Records for identifying positions:
'''
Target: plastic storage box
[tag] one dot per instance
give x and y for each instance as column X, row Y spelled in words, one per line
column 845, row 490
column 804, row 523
'''
CHALLENGE:
Repeat every line of the items above, word for word and without changes.

RESPONSE:
Target: plastic storage box
[tag] one dot per instance
give x and y for each instance as column X, row Y spelled in words, one per line
column 845, row 490
column 804, row 523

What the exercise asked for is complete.